**Study questions**
1) In the article on the government's anti-extremism strategy, why do Interior Ministry experts advise the state to help towns identify the dates when neo-Nazi demonstrations are more likely? Answer in one to three sentences.
2) According to the article on the government's anti-extremism strategy, who invited the Radical Workers' party to set up patrols in Krupka?
3) Continue the article on the government's anti-extremism strategy, starting after its last sentence.
Text Block Start
And so the administration is going to toughen up: The government promises to meticulously disperse their demonstrations and to quickly punish any violence. Hospodářské noviny got hold of the new, unpublished strategy for fighting extremism. The cabinet was scheduled to discuss it on Monday.

The Radical Workers’ party wanted to establish patrols in Krupka in the Teplice region to watch over the order in the town. They were not invited by local neo-Nazis but by an “ordinary” citizen, Stanislav Holešínský, who dislikes the noise and theft taking place at the residential area inhabited by the Roma.

This is exactly what represents the greatest danger, according to the experts of the Interior Ministry and authors of the new anti-extremist strategy.

“Part of the public might get the impression that the extremists are the only people who will come and help.”

Ministry experts advise the state to help towns identify the dates when there is increased threat of neo-Nazi demonstrations. This is a well-know problem since the extremists attempt to hide the actual purpose of their events even though they time them to mark the birthday of the Nazi leader Adolf Hitler.

The government therefore plans to put together a calendar of risky days and also a “recipe book” of what the law allows town halls to do.

According to the Supreme Court, town halls should not ban the events that look like peaceful meetings in advance but should wait and disperse them when the extremists start breaking the law.
Text Block End
Provided data Block Start
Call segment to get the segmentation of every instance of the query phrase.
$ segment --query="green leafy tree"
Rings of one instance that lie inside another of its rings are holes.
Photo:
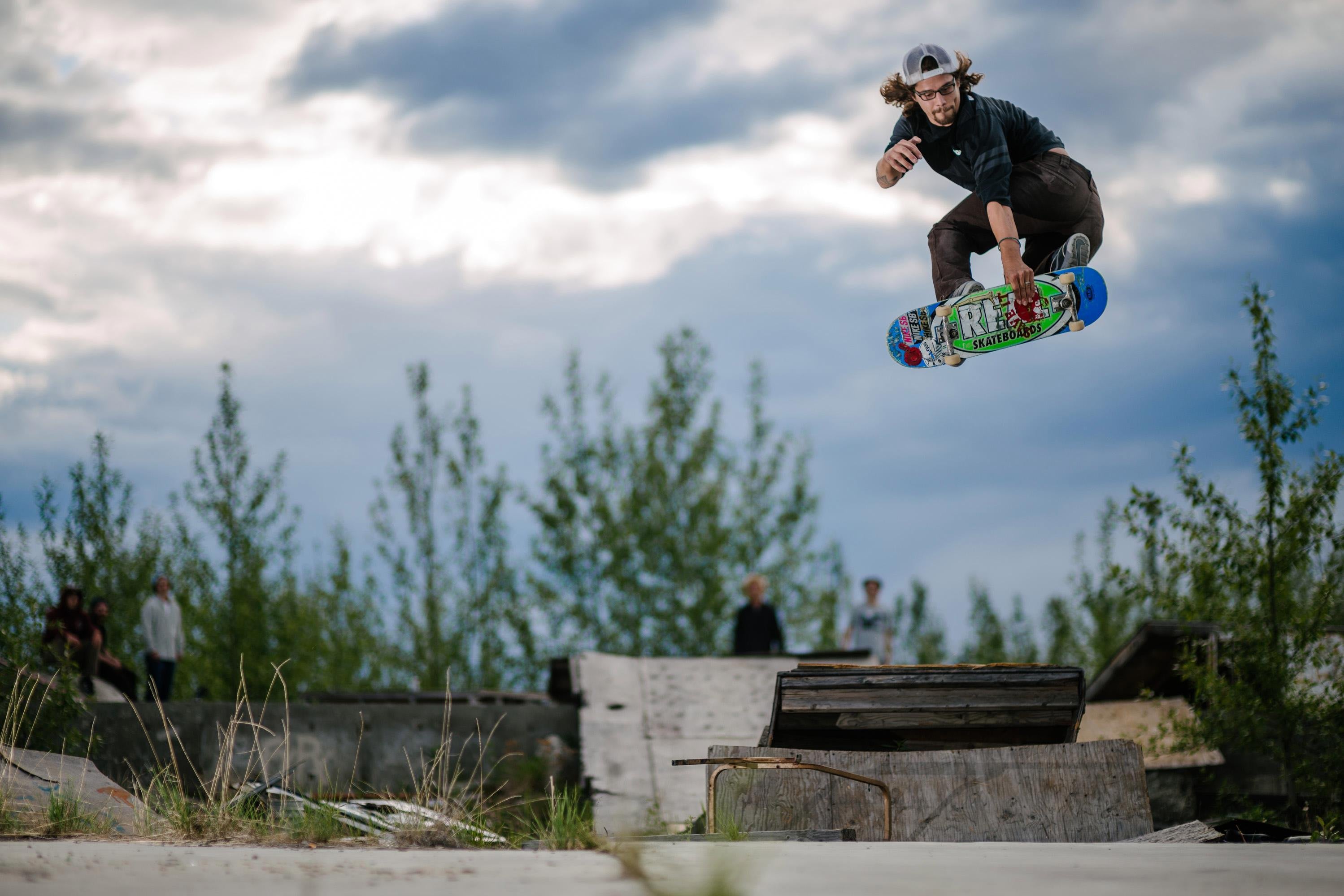
[[[921,665],[948,662],[948,634],[942,621],[929,606],[929,587],[919,579],[910,580],[910,602],[896,595],[896,643],[900,657]]]
[[[589,390],[577,353],[563,402],[543,402],[552,441],[528,497],[539,524],[530,587],[558,645],[669,656],[727,646],[751,571],[770,578],[790,646],[833,643],[843,557],[813,547],[810,455],[766,418],[761,367],[738,445],[710,396],[708,347],[683,329],[659,356],[638,426],[620,419],[607,377]]]
[[[1152,615],[1148,595],[1163,572],[1152,549],[1140,551],[1137,570],[1116,562],[1116,527],[1122,512],[1106,501],[1095,536],[1097,566],[1086,562],[1086,541],[1079,533],[1075,568],[1070,574],[1071,599],[1051,598],[1046,604],[1046,656],[1051,662],[1077,664],[1089,677],[1116,656],[1138,626]],[[1152,521],[1145,516],[1145,529]]]
[[[321,549],[321,548],[317,548]],[[388,646],[383,604],[370,570],[356,568],[349,536],[331,532],[331,548],[306,576],[293,613],[280,621],[290,645],[285,678],[306,690],[371,690],[403,684]]]
[[[1259,494],[1243,509],[1176,453],[1177,500],[1134,492],[1126,519],[1153,570],[1134,579],[1157,613],[1216,621],[1222,634],[1191,649],[1183,673],[1195,688],[1187,733],[1206,744],[1266,755],[1282,768],[1289,813],[1310,794],[1344,809],[1344,676],[1325,626],[1340,613],[1341,528],[1336,501],[1344,459],[1320,450],[1304,469],[1286,453],[1318,422],[1325,384],[1294,392],[1279,369],[1269,297],[1243,301],[1255,361],[1227,388],[1242,439],[1255,457]],[[1214,662],[1207,650],[1214,650]]]
[[[282,635],[298,596],[293,574],[298,512],[285,496],[285,454],[262,469],[254,465],[227,363],[220,365],[215,415],[204,443],[192,451],[191,469],[181,500],[172,502],[179,557],[173,590],[188,641],[183,672],[212,697],[224,699],[235,692],[239,670],[249,688],[265,688],[273,666],[294,656],[294,645]],[[191,525],[188,509],[204,535]]]
[[[1040,649],[1023,607],[1021,596],[1012,599],[1012,614],[1004,622],[989,599],[989,588],[970,582],[972,639],[961,649],[961,662],[1039,662]]]
[[[0,496],[0,656],[5,661],[15,666],[43,661],[43,614],[55,600],[32,560],[26,527],[9,528]],[[8,693],[0,696],[9,699]]]
[[[38,533],[52,591],[73,583],[83,588],[86,604],[106,598],[109,637],[124,662],[138,653],[136,631],[140,604],[151,592],[149,579],[171,560],[171,532],[163,517],[145,512],[132,527],[133,489],[112,465],[112,439],[95,433],[90,458],[69,470],[69,502],[62,513],[51,477],[36,489]]]
[[[961,649],[960,662],[1008,662],[1008,633],[999,611],[989,600],[989,590],[970,582],[972,639]]]
[[[504,467],[491,473],[480,423],[464,387],[456,412],[429,402],[429,368],[407,368],[413,430],[392,430],[387,478],[370,510],[410,646],[409,674],[427,686],[535,684],[532,617],[509,557]],[[414,441],[413,441],[414,439]]]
Provided data Block End
**Answers by task**
1) It is a well-known problem that extremists try to hide the actual purpose of their events. They still time those events to mark the birthday of the Nazi leader Adolf Hitler, so knowing the risky dates helps towns prepare.

2) An "ordinary" citizen, Stanislav Holešínský, invited them.

3)
“That is an important thing. Towns need such a manual,” said František Veleš, expert on extremism from the Czech Helsinki Committee. Police should also take advantage of the new police law as much as possible. Especially the paragraph allowing them to enter licenced businesses, such as pubs, where neo-Nazi concerts take place under the guise of birthday parties. And they should also more thoroughly enforce the law forbidding demonstration participants from covering their faces, thus preventing their identification.

The cabinet, in cooperation with the justice administration, also wants to establish special mobile prison cells, where fast hearings can take place right after the clash between neo-Nazis and the police. “It requires tough measures, police often seem only to accompany the neo-Nazis,” said Cyril Koky, member of the Inter-ministerial Commission for Roma Community Affairs.

In addition to the repressive measures, the government also wants to cooperate with NGOs and experts to try to explain to people why they should not believe the radicals and neo-Nazis and why they should not cooperate with them.